[Start of section]
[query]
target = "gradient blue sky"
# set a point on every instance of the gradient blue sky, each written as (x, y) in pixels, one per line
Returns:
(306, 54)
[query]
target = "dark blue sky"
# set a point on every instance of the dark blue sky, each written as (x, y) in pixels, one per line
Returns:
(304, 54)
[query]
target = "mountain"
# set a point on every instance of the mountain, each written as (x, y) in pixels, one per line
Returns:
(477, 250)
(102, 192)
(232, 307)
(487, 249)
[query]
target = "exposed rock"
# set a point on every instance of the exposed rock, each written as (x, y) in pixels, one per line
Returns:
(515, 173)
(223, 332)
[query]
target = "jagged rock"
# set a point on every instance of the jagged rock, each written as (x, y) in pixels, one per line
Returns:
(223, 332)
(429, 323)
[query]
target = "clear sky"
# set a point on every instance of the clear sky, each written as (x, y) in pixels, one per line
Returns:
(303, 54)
[End of section]
WHAT YOU ARE ASKED TO DO
Give nothing but the count of lines in the listing above that hold the string "exposed".

RESPONSE
2